Dataset:

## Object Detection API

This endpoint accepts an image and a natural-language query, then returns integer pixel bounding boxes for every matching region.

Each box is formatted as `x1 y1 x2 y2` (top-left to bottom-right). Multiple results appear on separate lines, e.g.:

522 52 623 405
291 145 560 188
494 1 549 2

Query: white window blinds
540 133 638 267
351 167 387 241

Exercise description: Turn each line of the material above into a numbered list, leaving out the blank lines.

Result:
1. ## Object Detection API
2. This endpoint accepts an image and a natural-language query, then returns integer pixel bounding boxes for every matching region.
3. Each box is formatted as `x1 y1 x2 y2` (top-left to bottom-right). Multiple results appear on separate lines, e.g.:
4. 522 52 623 405
5. 291 145 560 188
6. 494 1 549 2
7. Query: white window blinds
8. 540 133 638 267
9. 351 167 387 241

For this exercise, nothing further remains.